**Passage for review:**
----
After the budget 2011-12, falling sick has become an even costlier proposition.
For example, centrally air-conditioned hospitals with over 25 beds will now charge a five percent service tax from the patients on all services provided. This move has elicited strong reactions from the medical fraternity. Doctors are concerned with the treatment cost going up which will directly hit not only the poor patients, but also the middle-income households.
“This is the first time in the country that such an arbitrary rule has come up. This shows how the healthcare has been looked at in the budget. The government is making revenue on the suffering of the patients. This five percent service tax will push the healthcare cost up by a minimum of 10 to 15 percent,” said Dr Vinay Aggarwal, president, Indian Medical Association (IMA).
The conditions like 25 beds and air-conditioning are an eyewash, he said, as the government doesn’t give permission to open hospitals which have less than 25 bed strength and which don’t have air-conditioning. A hospital needs air-conditioning, at least in the operation theatre.
“Have you ever heard of a non air-conditioned hospital? Working in a non air-conditioned hospital means inviting infection. Hospitals are not charged service tax anywhere in the world,” said P N Arora, managing director of Yashodha Hospital.
He added that the government indirectly collects taxes from the people for healthcare, education and infrastructure. It is liable to provide healthcare to its citizens. “When a patient goes to a public hospital he is thrown out because of lack of facilities and overcrowding. With this new policy, if he or she seeks treatment from a private hospital and pays everything out of pocket, the government wants a share in that too. The fact that a patient has to seek treatment from a private hospital in itself is a government failure,” added Arora.
----
**Data shown:**
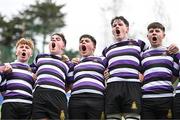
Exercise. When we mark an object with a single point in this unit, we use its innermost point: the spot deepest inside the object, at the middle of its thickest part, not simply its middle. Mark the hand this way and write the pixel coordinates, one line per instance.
(106, 74)
(172, 49)
(65, 58)
(141, 77)
(2, 68)
(75, 60)
(7, 68)
(34, 76)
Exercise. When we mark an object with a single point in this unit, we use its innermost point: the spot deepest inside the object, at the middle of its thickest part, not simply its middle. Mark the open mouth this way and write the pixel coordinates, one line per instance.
(53, 45)
(154, 39)
(23, 54)
(83, 48)
(117, 31)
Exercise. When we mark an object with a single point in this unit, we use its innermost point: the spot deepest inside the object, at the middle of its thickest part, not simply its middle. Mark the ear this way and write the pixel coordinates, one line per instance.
(127, 30)
(16, 52)
(164, 35)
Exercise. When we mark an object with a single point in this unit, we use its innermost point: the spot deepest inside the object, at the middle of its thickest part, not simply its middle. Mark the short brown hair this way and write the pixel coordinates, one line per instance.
(90, 37)
(156, 25)
(120, 18)
(28, 42)
(60, 35)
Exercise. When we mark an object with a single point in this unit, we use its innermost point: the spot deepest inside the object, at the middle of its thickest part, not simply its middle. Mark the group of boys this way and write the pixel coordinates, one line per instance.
(129, 80)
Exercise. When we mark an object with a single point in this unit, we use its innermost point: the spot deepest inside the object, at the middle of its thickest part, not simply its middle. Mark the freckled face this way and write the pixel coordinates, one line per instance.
(119, 30)
(86, 47)
(23, 52)
(56, 45)
(155, 36)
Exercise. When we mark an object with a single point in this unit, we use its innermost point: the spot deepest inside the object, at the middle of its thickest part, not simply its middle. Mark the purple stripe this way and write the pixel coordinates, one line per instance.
(122, 62)
(88, 84)
(125, 74)
(49, 80)
(49, 71)
(157, 74)
(49, 62)
(16, 86)
(88, 66)
(128, 50)
(164, 61)
(160, 87)
(15, 94)
(21, 75)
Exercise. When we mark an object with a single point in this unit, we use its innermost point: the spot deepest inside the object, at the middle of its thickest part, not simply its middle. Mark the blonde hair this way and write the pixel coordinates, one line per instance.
(28, 42)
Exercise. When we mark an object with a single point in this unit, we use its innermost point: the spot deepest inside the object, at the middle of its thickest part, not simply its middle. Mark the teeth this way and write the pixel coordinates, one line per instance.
(117, 31)
(23, 54)
(53, 45)
(154, 38)
(84, 48)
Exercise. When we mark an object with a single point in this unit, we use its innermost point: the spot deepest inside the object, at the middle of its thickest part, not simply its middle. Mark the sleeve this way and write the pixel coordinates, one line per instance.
(176, 65)
(2, 82)
(34, 65)
(143, 45)
(70, 74)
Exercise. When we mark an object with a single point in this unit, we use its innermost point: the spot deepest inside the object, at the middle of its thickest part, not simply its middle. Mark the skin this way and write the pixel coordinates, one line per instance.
(23, 53)
(155, 37)
(120, 30)
(86, 47)
(59, 45)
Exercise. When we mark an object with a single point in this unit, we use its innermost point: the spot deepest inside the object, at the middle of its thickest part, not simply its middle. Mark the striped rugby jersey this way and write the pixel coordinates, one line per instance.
(51, 71)
(19, 83)
(159, 68)
(89, 76)
(124, 60)
(178, 85)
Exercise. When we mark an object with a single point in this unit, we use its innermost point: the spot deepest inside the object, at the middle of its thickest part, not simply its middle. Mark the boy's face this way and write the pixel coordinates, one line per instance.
(86, 47)
(119, 29)
(23, 52)
(56, 45)
(155, 36)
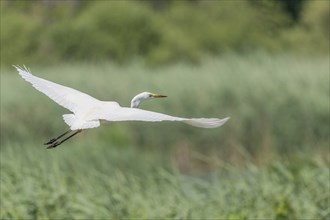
----
Answer these from the article about the hospital service tax:
1. What rate of service tax will the hospitals it describes charge patients?
2. What position does Dr Vinay Aggarwal hold?
3. Of which hospital is P N Arora managing director?
Rely only on the article about the hospital service tax.

1. Five percent
2. President of the Indian Medical Association (IMA)
3. Yashodha Hospital